▸ Assigned task
Repeat each entry below exactly, omitting any picture it holds.

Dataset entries
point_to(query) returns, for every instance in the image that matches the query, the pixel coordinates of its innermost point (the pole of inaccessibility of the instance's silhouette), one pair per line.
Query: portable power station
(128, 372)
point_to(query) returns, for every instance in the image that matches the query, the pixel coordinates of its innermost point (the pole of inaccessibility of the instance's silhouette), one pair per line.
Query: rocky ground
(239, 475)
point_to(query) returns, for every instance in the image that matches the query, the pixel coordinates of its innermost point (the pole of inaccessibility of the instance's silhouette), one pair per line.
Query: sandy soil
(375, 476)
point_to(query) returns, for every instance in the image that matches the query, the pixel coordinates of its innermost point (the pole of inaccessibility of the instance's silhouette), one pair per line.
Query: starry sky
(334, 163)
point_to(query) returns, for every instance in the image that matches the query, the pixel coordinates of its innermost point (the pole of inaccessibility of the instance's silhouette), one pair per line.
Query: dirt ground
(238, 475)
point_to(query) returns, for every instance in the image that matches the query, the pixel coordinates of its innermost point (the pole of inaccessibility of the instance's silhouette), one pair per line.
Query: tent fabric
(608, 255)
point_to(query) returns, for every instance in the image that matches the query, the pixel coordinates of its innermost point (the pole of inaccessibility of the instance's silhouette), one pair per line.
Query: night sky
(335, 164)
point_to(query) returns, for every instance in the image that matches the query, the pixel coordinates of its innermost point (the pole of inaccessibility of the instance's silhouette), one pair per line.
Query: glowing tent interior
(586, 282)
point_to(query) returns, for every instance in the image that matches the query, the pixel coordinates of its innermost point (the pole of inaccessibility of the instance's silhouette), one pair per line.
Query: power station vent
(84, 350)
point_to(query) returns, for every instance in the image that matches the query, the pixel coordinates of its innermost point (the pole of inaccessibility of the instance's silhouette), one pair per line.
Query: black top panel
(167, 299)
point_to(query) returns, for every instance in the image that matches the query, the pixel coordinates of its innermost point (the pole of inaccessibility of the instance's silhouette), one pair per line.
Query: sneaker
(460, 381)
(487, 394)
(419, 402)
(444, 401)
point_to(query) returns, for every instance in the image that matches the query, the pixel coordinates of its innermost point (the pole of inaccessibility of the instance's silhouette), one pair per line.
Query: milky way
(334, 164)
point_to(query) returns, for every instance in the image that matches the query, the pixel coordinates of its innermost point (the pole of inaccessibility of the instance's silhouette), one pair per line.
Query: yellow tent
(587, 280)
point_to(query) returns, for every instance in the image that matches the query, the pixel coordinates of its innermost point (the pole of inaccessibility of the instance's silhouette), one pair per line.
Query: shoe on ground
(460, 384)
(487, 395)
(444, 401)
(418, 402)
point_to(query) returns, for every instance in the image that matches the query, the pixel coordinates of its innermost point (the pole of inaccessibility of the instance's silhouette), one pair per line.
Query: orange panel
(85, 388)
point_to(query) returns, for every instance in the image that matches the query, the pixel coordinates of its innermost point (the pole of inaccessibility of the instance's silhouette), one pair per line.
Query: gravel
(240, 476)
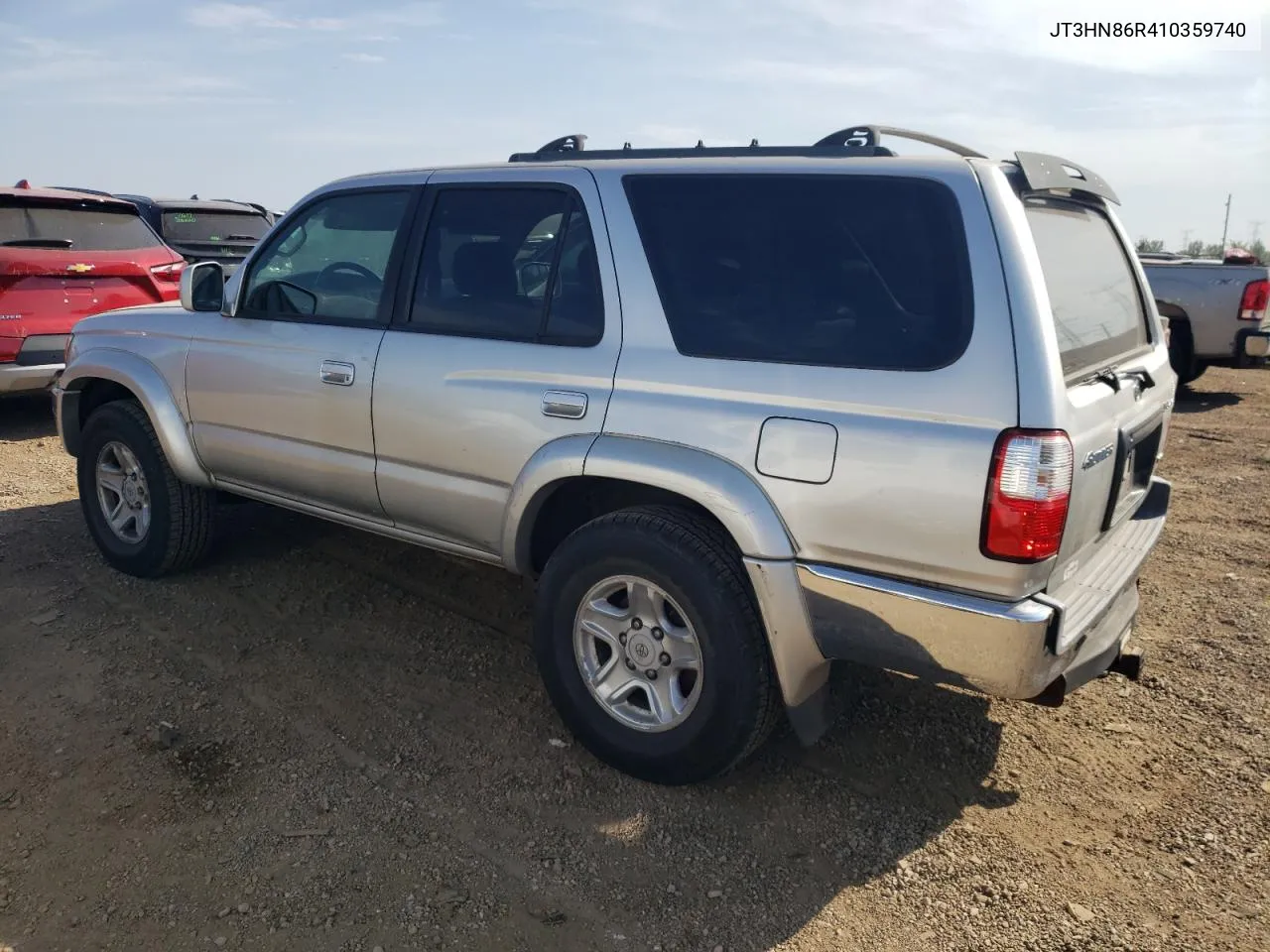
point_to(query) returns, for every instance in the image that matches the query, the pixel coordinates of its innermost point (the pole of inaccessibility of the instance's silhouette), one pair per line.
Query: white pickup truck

▸ Task response
point_to(query) returns, for every instance in the image that matches the query, the pixel coordinates of its innermost point (the pole of inaccessibility of the instance's silhouette), one pair per line.
Query: portable power station
(128, 372)
point_to(query) returns, for every instance in the image that matches the query, the pixel coordinates of its innermost point (the pole of inaccessibility of the instance's silhouette), one pair per line.
Query: rocky ground
(239, 475)
point_to(query) returns, for every instance in the image that matches the query, the pixel coordinates of its innermost point (the pole of inaccessibility of the instance's silhouette), one pair per line.
Query: sandy soil
(375, 476)
point_to(query) returns, for every instance in the image that matches the query, the pixel coordinates of its innermost point (the pole of inaccessibility of the instance's silhouette), one pair per line.
Query: starry sky
(334, 163)
point_to(query) returns, for every instance in the image that matches the query, the pixel coordinates of its innermost point (the pole of inaccessibility of the instance's silhouette), one pair per line.
Query: dirt ground
(238, 475)
point_to(query) returns, for every instance in the image that matches the query, the pixel coordinates of its innermost point (the pole of inaccessibility of the instance's silhouette), one pair per line.
Query: tent fabric
(608, 255)
point_to(query) returns, for every instance in the image that matches the query, the pixel coordinates of its innermost point (the pole of inaccessibility of the instance's silhouette), one pair per line.
Query: night sky
(335, 164)
point_to(query) returns, for every instance in the image that matches the query, the pixel coordinates of its innermost point (the pole of inaccessibility of the instance's silhouette), one pair per line.
Query: glowing tent interior
(586, 282)
point_to(query) returns, for every instance in the image that matches the query, the pixel coordinates of its innermost point (the pole of inaccessibility of the instance's silhouette), one pair per line.
Query: power station vent
(84, 350)
point_to(query) returns, for every instance in the image that matches the query, the pixel coordinates of its innermost point (the pole of inaccessibility of the instance's silhouette), one pair per line.
Query: black top panel
(167, 299)
point_to(query) returns, for every instance in the image that matches the query, the pixel coordinates of its innermost point (the pole of inaccessibility of the instance's silhouette), one pair per line.
Query: sneaker
(460, 381)
(487, 394)
(419, 402)
(444, 401)
point_to(query) returns, for every instance in the image that matches the query, the pixel coordinates of its innermost point (the pole of inaccessibility of the instance's silhouette), one pair per line.
Query: milky way
(334, 164)
point_to(query) returns, for every instance in the image that matches the query, the pixel coordinates of its innermost point (the pole of inaccessibility of the instance's silhouette), one pair per line.
Query: yellow tent
(587, 280)
point_to(query) returns, for every instance in the image that matches the query, the pixel coordinates of its innermost point (the pole of inaccessibility of the instance's silhouette), one pair per line.
Query: shoe on ground
(460, 384)
(487, 395)
(444, 401)
(418, 402)
point_to(query) returns, for every instance in the image that matches the query, the pixel coordinates of its innermost point (the pole of inaccessibility of the instance's silhouette), one pair per line.
Query: orange panel
(85, 388)
point_to(query) returns, for every instance in the image that matches the query, the pixel coordinates of its innermost point (the pole of inaccessibility of the instance's silhouette), one pair per line.
Query: gravel
(240, 476)
point_to(query) returns, for every instance in the image that matches the query, the pixel coordinates of its innermost point (the pole of inaccessibility of the instance's silhouette), one pair per line.
Query: white pickup truck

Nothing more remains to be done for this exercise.